## Begin GIVEN PASSAGE

EBISPOT / DUO

Ontology for consent codes and data use requirements
Other
62 stars 15 forks source link

Would it make sense to keep one DUO.owl source file per language #88

Open jimmyhli opened 3 years ago

jimmyhli commented 3 years ago

Right now, there's support for English and Japanese, and having them in the same owl file is probably fine. What if we add support for more languages in future? Would it make more sense to have a different language to be in their own localized copy of owl file?

I understand that this might be more logistics work, but keeping the source in English only might help us keep the weight light in the long run

mcourtot commented 3 years ago

The Japanese version is the only on we have for now, so we decided to merge it in at release time. However the source itself is in its own file, see https://github.com/EBISPOT/DUO/blob/master/src/ontology/duo-japanese.owl

The merge happens in the makefile, https://github.com/EBISPOT/DUO/blob/718a288ef032a04297d142138a624654f4c90429/src/ontology/Makefile#L26

We'll do the same for future languages, exactly for the reason you mention, and also so that each translation can refer to a specific dated version of DUO.

jimmyhli commented 3 years ago

Cool, thanks! Is there an equivalent to https://github.com/EBISPOT/DUO/blob/master/src/ontology/duo.owl, but with only English labels? Thanks again

mcourtot commented 3 years ago

The process to create the OWL file is as follow:

  1. duo-edit.owl is the editing version
  2. duo.owl is built by triggering the makefile manually, and merges in duo-edit and the japanese version (at the moment) (The makefile is also used to generate the csv files, duo-basic etc)
  3. once ready for release, the files are copied over from /src/ontology to the top-level and tagged/pushed for release

When I edit duo-edit.owl, I usually trigger the makefile as it has a couple checks, eg reasoning, built in, but there is no guarantee that this is done, so the safest is to use the duo.owl file at the root of the directory (the files under/src/ontology are working files and may change before release)

## End GIVEN PASSAGE

Reproduce the entire thread about per-language DUO.owl files word for word. None of the material after this point is needed.

## Begin DATASET RECORDS

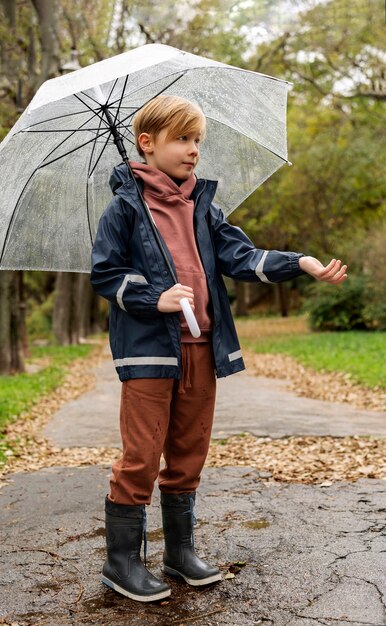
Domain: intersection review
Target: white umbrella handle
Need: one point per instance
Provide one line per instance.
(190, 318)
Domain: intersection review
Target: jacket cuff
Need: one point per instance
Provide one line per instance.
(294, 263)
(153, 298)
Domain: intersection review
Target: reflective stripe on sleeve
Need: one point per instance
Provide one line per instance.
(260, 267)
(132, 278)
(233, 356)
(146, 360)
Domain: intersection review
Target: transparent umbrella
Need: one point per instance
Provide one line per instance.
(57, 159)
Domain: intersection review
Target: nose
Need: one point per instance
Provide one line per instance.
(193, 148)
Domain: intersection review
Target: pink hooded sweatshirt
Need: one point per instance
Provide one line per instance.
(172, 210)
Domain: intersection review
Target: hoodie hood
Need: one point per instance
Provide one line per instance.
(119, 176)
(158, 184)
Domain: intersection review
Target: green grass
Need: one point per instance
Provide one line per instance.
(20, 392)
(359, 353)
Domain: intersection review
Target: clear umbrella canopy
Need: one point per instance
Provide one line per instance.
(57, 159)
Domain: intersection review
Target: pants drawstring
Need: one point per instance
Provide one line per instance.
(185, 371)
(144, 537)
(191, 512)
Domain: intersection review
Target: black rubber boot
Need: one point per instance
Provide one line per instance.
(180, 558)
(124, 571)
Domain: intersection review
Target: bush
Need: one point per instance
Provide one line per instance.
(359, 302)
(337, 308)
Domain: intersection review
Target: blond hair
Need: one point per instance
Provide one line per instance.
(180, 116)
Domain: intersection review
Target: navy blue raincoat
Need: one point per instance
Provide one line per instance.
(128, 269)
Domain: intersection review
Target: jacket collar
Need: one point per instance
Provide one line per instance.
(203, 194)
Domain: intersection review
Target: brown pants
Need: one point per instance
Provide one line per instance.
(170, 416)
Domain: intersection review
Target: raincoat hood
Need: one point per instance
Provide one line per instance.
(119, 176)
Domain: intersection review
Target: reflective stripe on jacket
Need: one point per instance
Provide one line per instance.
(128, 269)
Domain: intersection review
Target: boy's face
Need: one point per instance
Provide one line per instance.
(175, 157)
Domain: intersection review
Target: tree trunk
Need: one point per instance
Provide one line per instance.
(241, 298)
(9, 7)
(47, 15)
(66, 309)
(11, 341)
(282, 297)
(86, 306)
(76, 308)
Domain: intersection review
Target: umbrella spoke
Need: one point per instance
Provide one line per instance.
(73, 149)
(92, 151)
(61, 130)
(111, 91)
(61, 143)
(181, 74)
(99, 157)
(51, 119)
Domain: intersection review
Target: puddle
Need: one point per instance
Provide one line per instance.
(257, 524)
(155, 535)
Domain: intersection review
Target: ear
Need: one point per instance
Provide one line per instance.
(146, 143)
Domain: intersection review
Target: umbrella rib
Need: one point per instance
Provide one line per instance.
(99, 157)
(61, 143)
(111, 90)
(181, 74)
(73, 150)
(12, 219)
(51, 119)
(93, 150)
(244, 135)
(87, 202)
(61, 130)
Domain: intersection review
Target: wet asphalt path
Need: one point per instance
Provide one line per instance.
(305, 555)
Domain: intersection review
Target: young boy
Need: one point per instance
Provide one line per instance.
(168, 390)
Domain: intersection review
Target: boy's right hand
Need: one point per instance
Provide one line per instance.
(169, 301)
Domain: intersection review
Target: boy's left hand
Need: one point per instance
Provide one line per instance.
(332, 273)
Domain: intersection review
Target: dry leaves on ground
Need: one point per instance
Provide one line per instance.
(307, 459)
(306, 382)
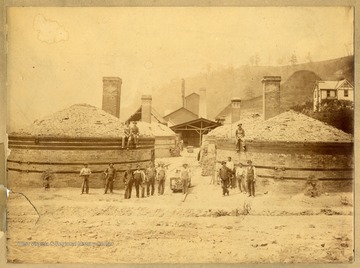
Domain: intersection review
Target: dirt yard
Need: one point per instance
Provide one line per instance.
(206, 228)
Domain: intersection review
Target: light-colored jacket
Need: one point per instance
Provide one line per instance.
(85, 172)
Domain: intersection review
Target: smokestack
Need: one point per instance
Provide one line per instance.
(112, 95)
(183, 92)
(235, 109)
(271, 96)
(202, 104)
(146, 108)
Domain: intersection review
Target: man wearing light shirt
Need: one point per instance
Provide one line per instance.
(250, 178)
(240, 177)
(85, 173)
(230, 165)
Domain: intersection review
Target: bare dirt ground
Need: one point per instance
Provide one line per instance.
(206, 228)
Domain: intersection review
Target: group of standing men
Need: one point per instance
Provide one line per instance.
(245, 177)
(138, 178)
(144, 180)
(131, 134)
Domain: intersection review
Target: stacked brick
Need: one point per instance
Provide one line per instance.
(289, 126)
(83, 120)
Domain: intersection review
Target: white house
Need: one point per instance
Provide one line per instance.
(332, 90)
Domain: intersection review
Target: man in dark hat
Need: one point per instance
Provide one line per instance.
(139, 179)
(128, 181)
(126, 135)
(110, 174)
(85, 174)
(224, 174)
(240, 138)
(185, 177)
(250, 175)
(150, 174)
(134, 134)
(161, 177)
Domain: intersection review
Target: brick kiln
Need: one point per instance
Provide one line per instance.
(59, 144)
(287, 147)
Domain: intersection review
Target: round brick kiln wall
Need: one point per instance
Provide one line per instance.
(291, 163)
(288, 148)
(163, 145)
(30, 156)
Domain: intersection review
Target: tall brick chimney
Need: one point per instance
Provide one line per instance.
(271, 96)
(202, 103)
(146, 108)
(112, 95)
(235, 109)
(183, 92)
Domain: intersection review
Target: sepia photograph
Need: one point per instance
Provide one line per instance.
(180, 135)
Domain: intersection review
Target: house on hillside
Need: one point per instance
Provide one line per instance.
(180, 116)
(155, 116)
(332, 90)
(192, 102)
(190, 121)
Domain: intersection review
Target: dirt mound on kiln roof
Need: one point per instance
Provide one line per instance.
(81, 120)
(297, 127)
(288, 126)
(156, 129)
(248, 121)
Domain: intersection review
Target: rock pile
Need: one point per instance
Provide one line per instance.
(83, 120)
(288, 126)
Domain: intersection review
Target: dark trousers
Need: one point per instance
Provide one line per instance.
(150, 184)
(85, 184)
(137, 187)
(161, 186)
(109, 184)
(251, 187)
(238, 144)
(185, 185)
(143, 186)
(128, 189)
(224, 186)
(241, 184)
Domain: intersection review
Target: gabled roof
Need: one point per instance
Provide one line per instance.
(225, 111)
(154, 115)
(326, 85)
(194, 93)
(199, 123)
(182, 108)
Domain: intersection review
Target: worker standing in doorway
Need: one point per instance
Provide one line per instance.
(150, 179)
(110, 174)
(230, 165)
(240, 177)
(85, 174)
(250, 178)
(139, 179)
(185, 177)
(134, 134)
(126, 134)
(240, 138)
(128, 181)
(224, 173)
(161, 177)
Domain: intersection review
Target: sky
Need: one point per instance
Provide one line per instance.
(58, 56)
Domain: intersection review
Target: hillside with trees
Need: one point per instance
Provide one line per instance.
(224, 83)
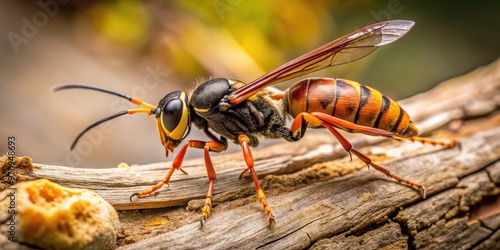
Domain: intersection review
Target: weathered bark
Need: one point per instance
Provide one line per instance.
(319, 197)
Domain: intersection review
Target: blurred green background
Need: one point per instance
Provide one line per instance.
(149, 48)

## End DATASET RECORDS

RESULT BELOW:
EBISPOT / DUO

Ontology for consent codes and data use requirements
Other
62 stars 15 forks source link

Would it make sense to keep one DUO.owl source file per language #88

Open jimmyhli opened 3 years ago

jimmyhli commented 3 years ago

Right now, there's support for English and Japanese, and having them in the same owl file is probably fine. What if we add support for more languages in future? Would it make more sense to have a different language to be in their own localized copy of owl file?

I understand that this might be more logistics work, but keeping the source in English only might help us keep the weight light in the long run

mcourtot commented 3 years ago

The Japanese version is the only on we have for now, so we decided to merge it in at release time. However the source itself is in its own file, see https://github.com/EBISPOT/DUO/blob/master/src/ontology/duo-japanese.owl

The merge happens in the makefile, https://github.com/EBISPOT/DUO/blob/718a288ef032a04297d142138a624654f4c90429/src/ontology/Makefile#L26

We'll do the same for future languages, exactly for the reason you mention, and also so that each translation can refer to a specific dated version of DUO.

jimmyhli commented 3 years ago

Cool, thanks! Is there an equivalent to https://github.com/EBISPOT/DUO/blob/master/src/ontology/duo.owl, but with only English labels? Thanks again

mcourtot commented 3 years ago

The process to create the OWL file is as follow:

  1. duo-edit.owl is the editing version
  2. duo.owl is built by triggering the makefile manually, and merges in duo-edit and the japanese version (at the moment) (The makefile is also used to generate the csv files, duo-basic etc)
  3. once ready for release, the files are copied over from /src/ontology to the top-level and tagged/pushed for release

When I edit duo-edit.owl, I usually trigger the makefile as it has a couple checks, eg reasoning, built in, but there is no guarantee that this is done, so the safest is to use the duo.owl file at the root of the directory (the files under/src/ontology are working files and may change before release)